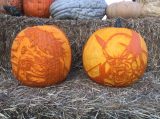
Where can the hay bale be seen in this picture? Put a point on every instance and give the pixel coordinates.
(79, 97)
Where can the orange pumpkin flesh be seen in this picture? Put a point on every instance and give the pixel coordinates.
(41, 56)
(37, 8)
(115, 56)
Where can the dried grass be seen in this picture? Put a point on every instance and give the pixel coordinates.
(78, 97)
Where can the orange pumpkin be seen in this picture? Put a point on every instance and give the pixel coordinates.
(41, 56)
(16, 3)
(37, 8)
(115, 56)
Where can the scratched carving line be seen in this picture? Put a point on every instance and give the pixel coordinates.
(123, 66)
(54, 48)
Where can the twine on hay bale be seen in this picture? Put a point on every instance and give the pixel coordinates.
(79, 97)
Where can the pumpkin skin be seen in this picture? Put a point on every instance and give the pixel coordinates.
(40, 56)
(37, 8)
(115, 56)
(15, 3)
(78, 9)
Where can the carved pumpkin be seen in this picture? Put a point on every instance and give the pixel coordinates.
(78, 9)
(41, 56)
(37, 8)
(15, 3)
(115, 56)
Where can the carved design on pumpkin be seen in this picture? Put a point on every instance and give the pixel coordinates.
(38, 58)
(124, 69)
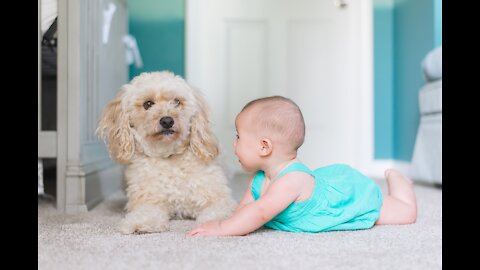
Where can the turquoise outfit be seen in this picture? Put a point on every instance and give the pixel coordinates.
(343, 199)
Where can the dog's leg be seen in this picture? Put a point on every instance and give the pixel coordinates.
(218, 210)
(145, 219)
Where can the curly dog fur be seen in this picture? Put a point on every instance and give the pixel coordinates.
(158, 126)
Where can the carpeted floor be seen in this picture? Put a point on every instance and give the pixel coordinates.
(91, 241)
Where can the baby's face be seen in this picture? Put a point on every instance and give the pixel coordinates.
(246, 143)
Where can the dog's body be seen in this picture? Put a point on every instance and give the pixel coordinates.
(158, 126)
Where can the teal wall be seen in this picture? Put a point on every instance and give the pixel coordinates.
(438, 22)
(159, 27)
(404, 32)
(383, 78)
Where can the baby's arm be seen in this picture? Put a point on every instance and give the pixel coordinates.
(247, 197)
(252, 216)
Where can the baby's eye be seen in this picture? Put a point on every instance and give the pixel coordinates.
(176, 102)
(148, 104)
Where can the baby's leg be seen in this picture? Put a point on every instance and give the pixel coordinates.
(400, 205)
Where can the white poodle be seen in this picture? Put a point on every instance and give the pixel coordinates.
(158, 126)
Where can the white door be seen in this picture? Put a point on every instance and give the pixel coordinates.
(307, 50)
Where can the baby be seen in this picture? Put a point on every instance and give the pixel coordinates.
(283, 194)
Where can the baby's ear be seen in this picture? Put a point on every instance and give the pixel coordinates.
(114, 128)
(266, 147)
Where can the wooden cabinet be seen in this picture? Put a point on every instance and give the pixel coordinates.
(91, 67)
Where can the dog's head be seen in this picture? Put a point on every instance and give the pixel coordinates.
(160, 115)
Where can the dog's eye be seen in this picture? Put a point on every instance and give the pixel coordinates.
(176, 102)
(148, 104)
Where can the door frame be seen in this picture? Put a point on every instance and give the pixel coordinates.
(363, 154)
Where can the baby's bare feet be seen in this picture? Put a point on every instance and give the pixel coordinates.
(392, 173)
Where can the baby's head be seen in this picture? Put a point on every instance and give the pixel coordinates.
(276, 118)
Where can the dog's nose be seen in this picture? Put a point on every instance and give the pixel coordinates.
(166, 122)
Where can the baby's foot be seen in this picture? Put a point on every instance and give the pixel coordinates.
(396, 174)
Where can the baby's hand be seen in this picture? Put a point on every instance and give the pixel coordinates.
(208, 228)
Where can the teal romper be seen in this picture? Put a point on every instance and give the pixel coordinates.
(343, 199)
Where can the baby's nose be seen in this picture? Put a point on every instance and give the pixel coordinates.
(167, 122)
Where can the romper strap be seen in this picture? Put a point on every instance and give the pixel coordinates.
(295, 167)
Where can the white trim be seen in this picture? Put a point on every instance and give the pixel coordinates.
(365, 118)
(376, 168)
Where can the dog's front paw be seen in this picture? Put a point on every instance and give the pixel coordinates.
(144, 220)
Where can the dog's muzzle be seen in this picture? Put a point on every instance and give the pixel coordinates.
(167, 123)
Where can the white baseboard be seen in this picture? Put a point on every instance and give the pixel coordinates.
(376, 168)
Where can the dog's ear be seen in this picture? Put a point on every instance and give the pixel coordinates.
(202, 140)
(114, 128)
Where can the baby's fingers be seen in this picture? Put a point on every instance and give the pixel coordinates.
(194, 232)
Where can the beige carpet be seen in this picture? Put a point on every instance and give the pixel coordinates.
(90, 241)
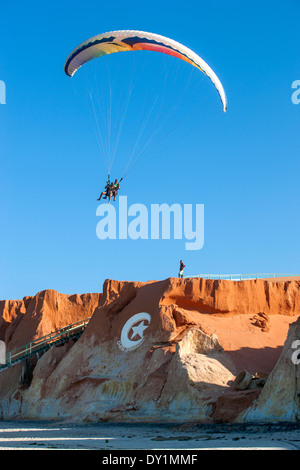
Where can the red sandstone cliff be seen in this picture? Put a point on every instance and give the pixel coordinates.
(176, 361)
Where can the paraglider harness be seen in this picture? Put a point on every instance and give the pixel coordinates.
(112, 187)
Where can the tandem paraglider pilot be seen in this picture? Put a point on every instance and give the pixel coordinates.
(181, 268)
(111, 189)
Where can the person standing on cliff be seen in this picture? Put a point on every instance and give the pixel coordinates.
(181, 268)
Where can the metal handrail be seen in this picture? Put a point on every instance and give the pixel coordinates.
(240, 277)
(45, 341)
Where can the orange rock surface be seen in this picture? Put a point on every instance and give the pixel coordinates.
(177, 363)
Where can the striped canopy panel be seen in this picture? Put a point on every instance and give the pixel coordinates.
(118, 41)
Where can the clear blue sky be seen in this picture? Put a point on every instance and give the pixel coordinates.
(242, 165)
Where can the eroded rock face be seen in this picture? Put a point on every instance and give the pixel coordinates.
(280, 397)
(156, 351)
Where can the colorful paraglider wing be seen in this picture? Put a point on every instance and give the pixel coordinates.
(117, 41)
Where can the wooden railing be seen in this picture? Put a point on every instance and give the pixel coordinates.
(41, 344)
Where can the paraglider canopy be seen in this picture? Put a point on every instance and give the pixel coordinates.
(128, 40)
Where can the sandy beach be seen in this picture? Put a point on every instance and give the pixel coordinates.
(112, 437)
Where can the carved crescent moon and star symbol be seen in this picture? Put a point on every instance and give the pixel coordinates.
(132, 335)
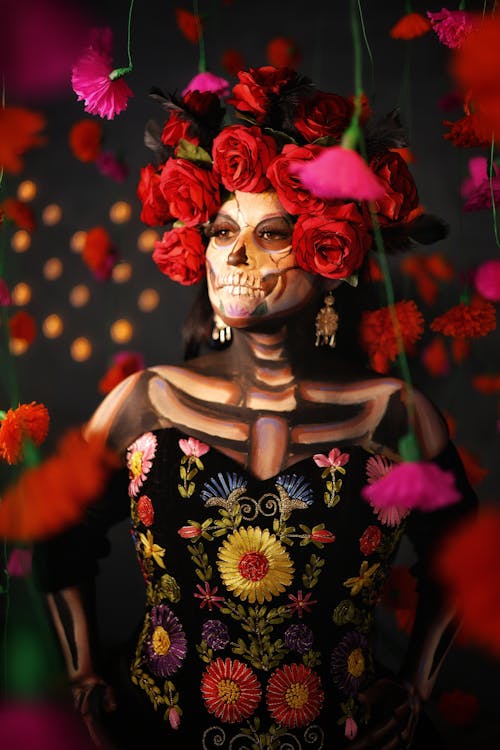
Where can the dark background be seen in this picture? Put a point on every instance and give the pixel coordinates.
(412, 75)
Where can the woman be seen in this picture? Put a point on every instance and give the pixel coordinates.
(263, 564)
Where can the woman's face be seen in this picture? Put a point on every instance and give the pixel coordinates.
(251, 269)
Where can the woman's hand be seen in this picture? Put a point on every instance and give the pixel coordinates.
(394, 708)
(93, 697)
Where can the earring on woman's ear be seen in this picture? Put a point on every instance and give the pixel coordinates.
(221, 332)
(327, 322)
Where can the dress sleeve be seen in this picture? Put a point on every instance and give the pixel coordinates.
(70, 558)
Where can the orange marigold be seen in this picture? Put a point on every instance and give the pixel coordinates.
(467, 321)
(72, 478)
(378, 336)
(411, 26)
(28, 421)
(85, 139)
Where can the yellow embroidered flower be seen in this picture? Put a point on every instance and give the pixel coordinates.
(365, 578)
(151, 549)
(254, 565)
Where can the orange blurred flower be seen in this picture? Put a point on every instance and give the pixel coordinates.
(85, 139)
(20, 213)
(189, 25)
(411, 26)
(52, 496)
(27, 422)
(378, 337)
(19, 131)
(22, 326)
(467, 321)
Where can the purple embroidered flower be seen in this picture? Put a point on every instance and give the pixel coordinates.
(299, 638)
(166, 642)
(216, 634)
(348, 663)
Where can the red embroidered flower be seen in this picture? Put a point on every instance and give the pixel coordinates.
(180, 255)
(231, 690)
(192, 193)
(334, 244)
(294, 695)
(145, 510)
(370, 540)
(241, 157)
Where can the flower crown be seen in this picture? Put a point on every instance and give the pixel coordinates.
(287, 123)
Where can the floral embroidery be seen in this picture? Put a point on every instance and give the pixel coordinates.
(139, 460)
(254, 565)
(231, 690)
(145, 510)
(294, 695)
(166, 642)
(364, 578)
(348, 663)
(193, 450)
(334, 462)
(152, 550)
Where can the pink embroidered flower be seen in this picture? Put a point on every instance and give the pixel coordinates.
(193, 447)
(139, 460)
(451, 26)
(475, 189)
(413, 484)
(335, 459)
(92, 82)
(145, 510)
(208, 82)
(487, 280)
(339, 172)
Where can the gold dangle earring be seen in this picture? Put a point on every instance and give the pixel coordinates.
(221, 333)
(327, 322)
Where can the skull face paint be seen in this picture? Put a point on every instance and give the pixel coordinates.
(251, 268)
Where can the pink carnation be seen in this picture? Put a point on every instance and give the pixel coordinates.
(413, 484)
(451, 26)
(208, 82)
(339, 172)
(487, 280)
(476, 190)
(91, 80)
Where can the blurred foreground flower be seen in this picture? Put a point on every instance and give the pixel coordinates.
(94, 80)
(27, 422)
(53, 495)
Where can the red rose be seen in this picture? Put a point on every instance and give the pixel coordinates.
(180, 255)
(294, 197)
(256, 87)
(370, 540)
(241, 157)
(177, 127)
(191, 192)
(154, 206)
(145, 510)
(322, 115)
(333, 244)
(401, 195)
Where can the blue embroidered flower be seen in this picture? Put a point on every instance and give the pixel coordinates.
(296, 487)
(299, 638)
(216, 634)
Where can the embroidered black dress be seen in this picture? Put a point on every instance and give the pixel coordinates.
(259, 626)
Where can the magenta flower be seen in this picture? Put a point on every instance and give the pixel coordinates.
(413, 484)
(451, 26)
(94, 80)
(208, 82)
(335, 459)
(193, 447)
(338, 172)
(487, 280)
(476, 190)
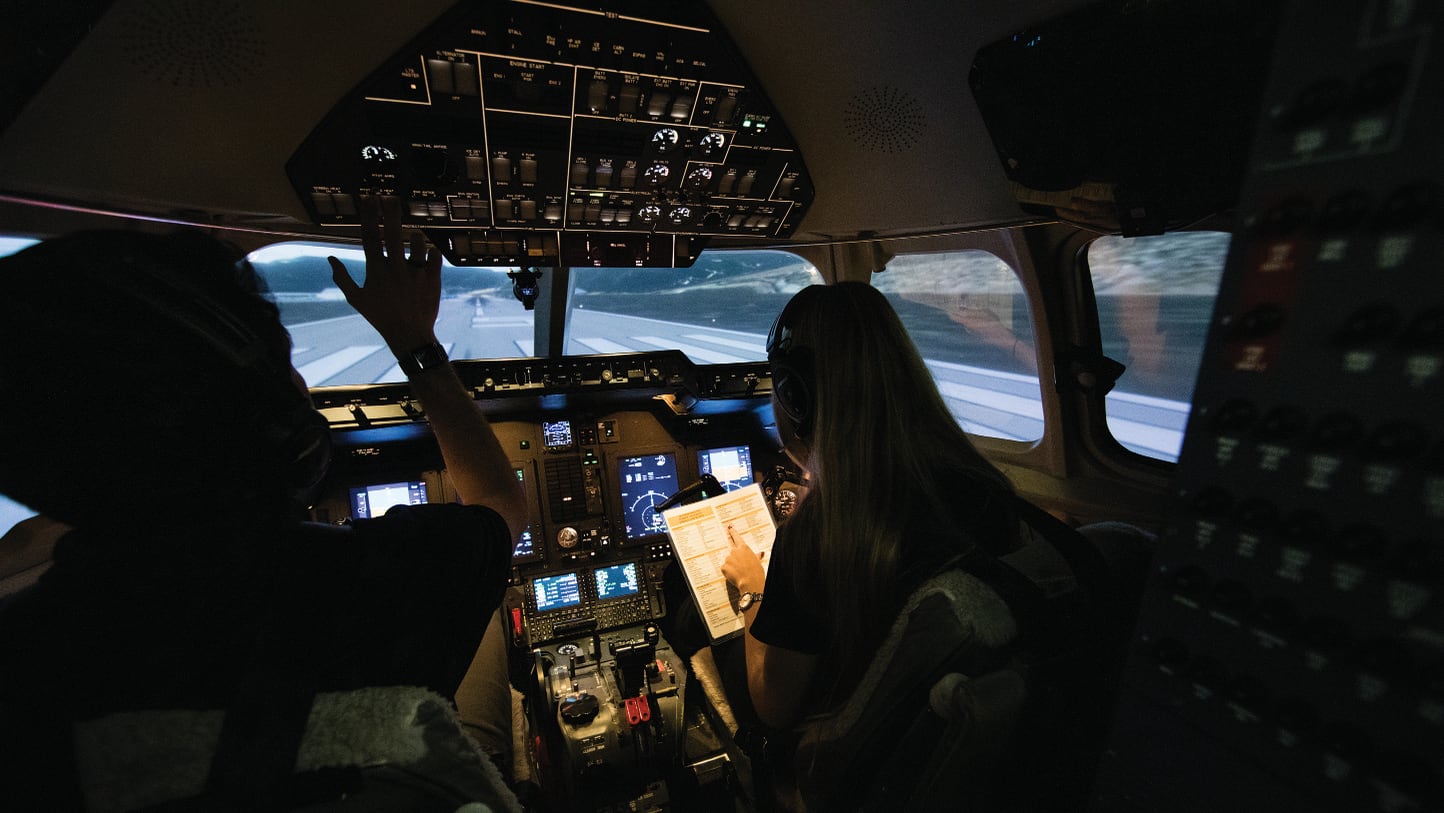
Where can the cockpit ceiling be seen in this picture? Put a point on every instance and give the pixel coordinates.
(192, 109)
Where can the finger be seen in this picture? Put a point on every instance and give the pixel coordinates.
(342, 277)
(392, 234)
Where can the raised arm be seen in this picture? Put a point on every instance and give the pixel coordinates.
(400, 299)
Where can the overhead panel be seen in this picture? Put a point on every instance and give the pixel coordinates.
(535, 135)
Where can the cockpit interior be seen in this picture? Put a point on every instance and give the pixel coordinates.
(1173, 266)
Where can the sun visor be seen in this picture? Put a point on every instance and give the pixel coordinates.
(1128, 117)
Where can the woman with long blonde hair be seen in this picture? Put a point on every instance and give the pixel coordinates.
(896, 493)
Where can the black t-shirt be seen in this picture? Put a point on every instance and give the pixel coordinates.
(179, 623)
(790, 620)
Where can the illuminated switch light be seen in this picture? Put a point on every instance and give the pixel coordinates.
(727, 107)
(627, 98)
(465, 75)
(439, 71)
(597, 96)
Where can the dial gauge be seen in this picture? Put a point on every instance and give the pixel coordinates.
(656, 174)
(666, 139)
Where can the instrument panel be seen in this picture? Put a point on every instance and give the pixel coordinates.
(595, 459)
(542, 135)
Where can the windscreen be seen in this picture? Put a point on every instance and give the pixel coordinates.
(334, 345)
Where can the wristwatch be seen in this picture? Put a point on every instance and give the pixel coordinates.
(423, 358)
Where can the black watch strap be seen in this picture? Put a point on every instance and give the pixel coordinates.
(423, 358)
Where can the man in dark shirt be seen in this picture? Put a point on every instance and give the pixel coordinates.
(194, 640)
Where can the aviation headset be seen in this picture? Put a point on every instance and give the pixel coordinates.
(288, 420)
(793, 370)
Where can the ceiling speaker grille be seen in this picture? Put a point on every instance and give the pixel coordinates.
(884, 119)
(194, 44)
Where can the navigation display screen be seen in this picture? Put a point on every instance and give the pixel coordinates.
(732, 465)
(556, 433)
(617, 581)
(646, 483)
(370, 501)
(555, 592)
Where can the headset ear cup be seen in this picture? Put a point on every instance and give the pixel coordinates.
(792, 384)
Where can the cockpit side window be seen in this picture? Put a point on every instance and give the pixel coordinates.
(1154, 302)
(332, 345)
(968, 315)
(12, 511)
(715, 312)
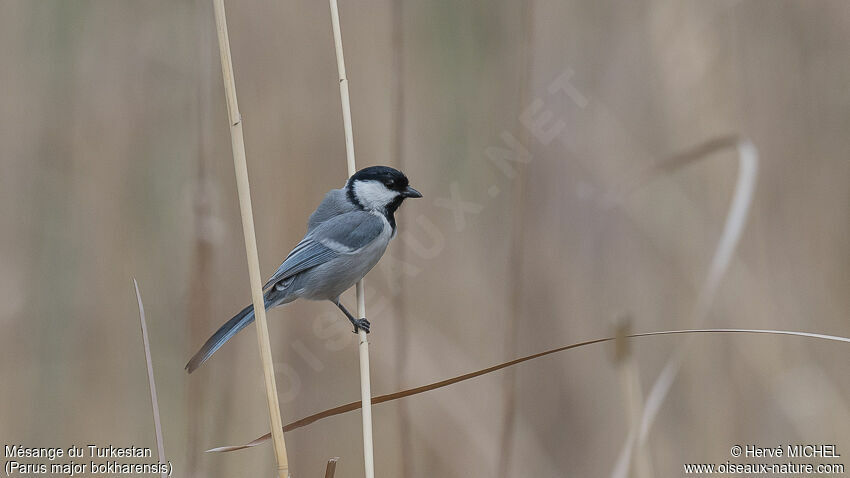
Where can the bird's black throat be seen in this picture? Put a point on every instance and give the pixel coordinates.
(388, 211)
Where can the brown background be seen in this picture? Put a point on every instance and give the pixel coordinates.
(116, 163)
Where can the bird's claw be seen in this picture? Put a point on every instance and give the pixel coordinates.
(361, 324)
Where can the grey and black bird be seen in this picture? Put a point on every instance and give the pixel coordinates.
(346, 236)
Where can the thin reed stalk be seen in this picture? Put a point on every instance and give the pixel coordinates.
(241, 167)
(157, 422)
(330, 470)
(349, 407)
(733, 227)
(365, 381)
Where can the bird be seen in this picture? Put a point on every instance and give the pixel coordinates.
(346, 236)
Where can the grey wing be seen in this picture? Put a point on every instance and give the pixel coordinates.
(334, 204)
(340, 235)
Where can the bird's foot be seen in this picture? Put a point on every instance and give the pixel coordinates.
(361, 324)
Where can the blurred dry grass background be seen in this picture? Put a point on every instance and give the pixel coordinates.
(116, 162)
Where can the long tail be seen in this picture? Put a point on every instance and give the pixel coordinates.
(222, 335)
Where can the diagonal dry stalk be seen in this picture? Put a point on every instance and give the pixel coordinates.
(157, 423)
(243, 187)
(349, 407)
(736, 219)
(365, 382)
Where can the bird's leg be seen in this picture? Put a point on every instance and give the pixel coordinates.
(358, 323)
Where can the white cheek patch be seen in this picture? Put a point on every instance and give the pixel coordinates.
(373, 194)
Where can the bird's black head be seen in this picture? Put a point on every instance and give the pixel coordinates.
(380, 188)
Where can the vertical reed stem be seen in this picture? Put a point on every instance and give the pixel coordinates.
(365, 385)
(243, 187)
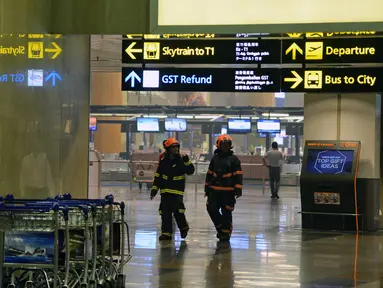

**PROBLEM DESCRIPTION**. In your reply, please set down exactly the lines from the one containing "Where can the blurred dry" through the end of the records, with the pictures left out.

**SOLUTION TO THE PROBLEM**.
Where can the blurred dry grass background be seen in this picture? Put a point on every instance and give the pixel coordinates.
(116, 162)
Where can the long tail be seen in this picture? Put a point on every instance and give the pixel coordinates.
(222, 335)
Where can the diagonal dry stalk be seen in this picture? Put a point on every instance and give the pixel coordinates.
(157, 423)
(243, 187)
(349, 407)
(736, 219)
(365, 382)
Where can the bird's leg be seen in this picture? Put a point on every instance and give the pixel coordinates.
(358, 323)
Where can the white cheek patch be seen in this picture? Put a point on every instance and give the pixel coordinates.
(373, 194)
Where can the bird's black head be seen in this picture? Put a point on every instance and give the pixel coordinates.
(380, 188)
Where can the vertical reed stem be seen in this picture? Put a point on every instance and give the pixel coordinates.
(365, 385)
(243, 187)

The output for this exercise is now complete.